--- RECORDS PROVIDED Enclosed Below ---
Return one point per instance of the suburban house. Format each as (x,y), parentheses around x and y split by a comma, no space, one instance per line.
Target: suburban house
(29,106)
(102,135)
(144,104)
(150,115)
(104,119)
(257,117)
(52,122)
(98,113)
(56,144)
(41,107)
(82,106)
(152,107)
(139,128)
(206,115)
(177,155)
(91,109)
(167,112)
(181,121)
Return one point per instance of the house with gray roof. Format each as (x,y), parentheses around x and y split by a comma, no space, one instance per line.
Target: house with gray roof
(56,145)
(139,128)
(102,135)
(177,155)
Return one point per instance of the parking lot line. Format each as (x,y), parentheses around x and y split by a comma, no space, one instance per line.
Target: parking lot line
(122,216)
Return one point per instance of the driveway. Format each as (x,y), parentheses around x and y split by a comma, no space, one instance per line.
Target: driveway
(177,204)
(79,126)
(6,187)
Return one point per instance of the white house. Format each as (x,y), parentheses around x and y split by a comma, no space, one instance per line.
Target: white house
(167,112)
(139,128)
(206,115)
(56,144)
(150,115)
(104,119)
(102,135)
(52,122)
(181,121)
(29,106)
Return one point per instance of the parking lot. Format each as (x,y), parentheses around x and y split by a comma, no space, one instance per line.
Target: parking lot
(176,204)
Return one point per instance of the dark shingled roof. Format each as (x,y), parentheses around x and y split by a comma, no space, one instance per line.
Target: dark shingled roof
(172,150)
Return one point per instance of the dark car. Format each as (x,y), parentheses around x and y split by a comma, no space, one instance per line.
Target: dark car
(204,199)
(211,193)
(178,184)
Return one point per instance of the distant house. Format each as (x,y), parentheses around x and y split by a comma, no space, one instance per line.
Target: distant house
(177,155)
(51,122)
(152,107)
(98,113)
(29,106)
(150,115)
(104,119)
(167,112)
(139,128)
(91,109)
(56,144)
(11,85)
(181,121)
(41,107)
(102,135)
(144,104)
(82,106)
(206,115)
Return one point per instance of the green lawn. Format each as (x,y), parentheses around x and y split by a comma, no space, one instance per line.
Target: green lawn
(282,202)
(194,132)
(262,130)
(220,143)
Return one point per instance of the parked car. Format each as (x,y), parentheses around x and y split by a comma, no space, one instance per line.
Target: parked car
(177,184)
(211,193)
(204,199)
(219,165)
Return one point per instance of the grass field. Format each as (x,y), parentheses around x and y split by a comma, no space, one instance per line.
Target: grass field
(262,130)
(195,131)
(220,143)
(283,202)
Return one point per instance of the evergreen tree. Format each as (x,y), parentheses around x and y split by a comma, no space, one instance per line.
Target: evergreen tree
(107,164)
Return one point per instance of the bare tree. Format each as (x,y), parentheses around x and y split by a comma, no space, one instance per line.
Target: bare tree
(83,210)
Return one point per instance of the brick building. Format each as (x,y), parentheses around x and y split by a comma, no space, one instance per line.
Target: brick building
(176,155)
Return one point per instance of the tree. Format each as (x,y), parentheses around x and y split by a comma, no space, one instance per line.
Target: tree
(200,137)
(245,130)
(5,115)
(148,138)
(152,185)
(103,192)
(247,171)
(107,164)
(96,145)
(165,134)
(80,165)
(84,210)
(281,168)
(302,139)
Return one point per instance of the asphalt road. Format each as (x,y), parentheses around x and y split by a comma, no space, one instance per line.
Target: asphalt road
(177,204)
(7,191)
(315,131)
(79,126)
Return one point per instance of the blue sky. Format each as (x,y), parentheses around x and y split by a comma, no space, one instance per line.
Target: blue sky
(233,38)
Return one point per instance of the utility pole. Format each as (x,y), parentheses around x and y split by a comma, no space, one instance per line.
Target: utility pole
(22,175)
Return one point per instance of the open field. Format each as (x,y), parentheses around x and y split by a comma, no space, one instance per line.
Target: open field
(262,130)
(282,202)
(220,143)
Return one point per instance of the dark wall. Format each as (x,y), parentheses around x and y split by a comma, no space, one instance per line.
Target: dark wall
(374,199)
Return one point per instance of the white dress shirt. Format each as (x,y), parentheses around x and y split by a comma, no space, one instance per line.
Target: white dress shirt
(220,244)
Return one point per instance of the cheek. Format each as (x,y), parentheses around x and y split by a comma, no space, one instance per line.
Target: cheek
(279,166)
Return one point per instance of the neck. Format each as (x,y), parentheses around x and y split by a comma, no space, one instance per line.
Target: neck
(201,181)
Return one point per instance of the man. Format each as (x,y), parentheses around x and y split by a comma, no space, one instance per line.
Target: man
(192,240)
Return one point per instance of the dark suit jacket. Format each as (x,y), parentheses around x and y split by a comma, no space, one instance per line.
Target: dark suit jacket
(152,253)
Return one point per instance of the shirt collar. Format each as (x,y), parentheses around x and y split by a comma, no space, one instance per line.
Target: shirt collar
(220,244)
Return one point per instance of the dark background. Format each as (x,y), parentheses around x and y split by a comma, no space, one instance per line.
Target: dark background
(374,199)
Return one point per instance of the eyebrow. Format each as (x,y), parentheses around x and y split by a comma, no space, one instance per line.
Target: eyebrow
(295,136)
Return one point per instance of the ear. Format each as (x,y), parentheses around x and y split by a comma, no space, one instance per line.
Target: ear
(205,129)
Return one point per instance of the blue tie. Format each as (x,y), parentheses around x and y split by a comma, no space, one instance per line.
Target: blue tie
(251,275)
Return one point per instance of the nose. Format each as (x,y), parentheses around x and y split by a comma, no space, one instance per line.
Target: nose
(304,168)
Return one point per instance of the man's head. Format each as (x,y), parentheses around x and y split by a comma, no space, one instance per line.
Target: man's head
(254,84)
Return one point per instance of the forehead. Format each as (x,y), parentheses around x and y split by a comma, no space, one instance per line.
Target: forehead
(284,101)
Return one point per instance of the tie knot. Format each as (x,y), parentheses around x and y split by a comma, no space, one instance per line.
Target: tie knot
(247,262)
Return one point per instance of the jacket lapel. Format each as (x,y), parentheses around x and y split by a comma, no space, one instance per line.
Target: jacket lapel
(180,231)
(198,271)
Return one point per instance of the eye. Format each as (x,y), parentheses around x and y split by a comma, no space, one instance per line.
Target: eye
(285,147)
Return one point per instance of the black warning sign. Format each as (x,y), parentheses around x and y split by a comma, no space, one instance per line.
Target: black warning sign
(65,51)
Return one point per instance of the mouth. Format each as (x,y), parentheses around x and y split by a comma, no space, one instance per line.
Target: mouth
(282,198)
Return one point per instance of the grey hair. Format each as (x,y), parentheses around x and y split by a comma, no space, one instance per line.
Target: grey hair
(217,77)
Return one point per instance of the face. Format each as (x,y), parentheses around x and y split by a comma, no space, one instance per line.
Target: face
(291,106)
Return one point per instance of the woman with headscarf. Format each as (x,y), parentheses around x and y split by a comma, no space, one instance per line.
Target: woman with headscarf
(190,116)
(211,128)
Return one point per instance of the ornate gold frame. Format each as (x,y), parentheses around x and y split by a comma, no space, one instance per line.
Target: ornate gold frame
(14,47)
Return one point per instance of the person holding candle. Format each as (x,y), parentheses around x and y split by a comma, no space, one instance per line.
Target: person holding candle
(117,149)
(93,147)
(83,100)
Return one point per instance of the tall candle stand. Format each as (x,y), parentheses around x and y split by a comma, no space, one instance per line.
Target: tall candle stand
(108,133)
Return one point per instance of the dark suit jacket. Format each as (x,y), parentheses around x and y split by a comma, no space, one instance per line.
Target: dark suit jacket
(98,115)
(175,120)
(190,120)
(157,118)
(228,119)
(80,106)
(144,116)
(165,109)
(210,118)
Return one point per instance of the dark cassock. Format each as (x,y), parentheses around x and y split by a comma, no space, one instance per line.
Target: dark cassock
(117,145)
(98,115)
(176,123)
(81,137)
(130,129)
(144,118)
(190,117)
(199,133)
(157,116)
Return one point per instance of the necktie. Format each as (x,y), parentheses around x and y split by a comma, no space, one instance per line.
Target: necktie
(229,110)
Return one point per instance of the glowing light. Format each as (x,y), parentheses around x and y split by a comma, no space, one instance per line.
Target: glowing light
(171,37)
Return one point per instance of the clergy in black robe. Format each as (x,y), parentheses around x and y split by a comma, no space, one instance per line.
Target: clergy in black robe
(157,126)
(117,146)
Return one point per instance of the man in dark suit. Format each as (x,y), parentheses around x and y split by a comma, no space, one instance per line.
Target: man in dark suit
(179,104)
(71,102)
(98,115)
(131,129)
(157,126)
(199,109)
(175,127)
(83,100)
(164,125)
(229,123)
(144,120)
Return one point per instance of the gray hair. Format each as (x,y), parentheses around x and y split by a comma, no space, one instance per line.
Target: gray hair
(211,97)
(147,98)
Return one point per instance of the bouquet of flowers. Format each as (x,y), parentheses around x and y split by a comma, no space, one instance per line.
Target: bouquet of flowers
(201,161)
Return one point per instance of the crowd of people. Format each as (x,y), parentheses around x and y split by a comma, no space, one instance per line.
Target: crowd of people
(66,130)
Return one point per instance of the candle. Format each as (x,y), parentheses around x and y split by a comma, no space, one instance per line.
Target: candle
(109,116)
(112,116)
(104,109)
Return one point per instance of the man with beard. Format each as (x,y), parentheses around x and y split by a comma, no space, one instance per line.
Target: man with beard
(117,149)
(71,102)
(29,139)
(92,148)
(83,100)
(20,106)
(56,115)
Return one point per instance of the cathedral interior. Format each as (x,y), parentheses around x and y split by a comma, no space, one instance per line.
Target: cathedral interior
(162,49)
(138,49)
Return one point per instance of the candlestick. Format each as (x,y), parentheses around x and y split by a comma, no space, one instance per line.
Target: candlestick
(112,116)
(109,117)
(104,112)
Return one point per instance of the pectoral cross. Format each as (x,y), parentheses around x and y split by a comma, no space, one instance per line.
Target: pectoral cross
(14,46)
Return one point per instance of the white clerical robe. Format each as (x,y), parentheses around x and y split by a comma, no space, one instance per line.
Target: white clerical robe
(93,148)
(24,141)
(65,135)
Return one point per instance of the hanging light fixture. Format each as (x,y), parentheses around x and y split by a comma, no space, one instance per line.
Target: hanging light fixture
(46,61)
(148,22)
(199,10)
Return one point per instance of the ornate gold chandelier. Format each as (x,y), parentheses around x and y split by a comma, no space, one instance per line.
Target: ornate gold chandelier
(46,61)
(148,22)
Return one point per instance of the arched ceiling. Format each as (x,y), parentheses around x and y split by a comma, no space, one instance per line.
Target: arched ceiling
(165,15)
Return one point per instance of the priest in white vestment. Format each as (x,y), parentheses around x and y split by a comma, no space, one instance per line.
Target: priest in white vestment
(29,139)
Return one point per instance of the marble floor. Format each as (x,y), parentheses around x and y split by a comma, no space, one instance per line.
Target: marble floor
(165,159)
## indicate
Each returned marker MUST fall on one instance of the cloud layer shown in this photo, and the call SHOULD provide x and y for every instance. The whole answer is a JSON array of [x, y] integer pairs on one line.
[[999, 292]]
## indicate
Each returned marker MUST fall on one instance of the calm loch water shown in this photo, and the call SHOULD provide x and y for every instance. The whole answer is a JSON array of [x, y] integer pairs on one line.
--- End of Enclosed RECORDS PROVIDED ---
> _INSTRUCTIONS FOR THE TASK_
The expected output is the lines from the one with "Return one point per instance of the priest" through the end of the data, exactly as written and nothing more.

> _SOLUTION FOR THIS PROBLEM_
Return one point per instance of the priest in white vestment. Format each as (x,y), parentheses around x and y split by a comma, no space, one instance per line.
Target: priest in white vestment
(29,139)
Return one point per instance of the marble floor. Format each as (x,y), parentheses around x and y split by a comma, no space, one instance per line.
Target: marble floor
(165,159)
## indicate
Each returned marker MUST fall on one instance of the cloud layer shown in this photo, and the call SHOULD provide x and y for every instance. The whole answer is a JSON array of [x, y] integer pairs on one line.
[[999, 292]]
## indicate
Each returned marker MUST fall on one instance of the calm loch water shown in this photo, and the call SHOULD provide x and y for every instance. The whole answer is a JSON array of [x, y] integer pairs on one line.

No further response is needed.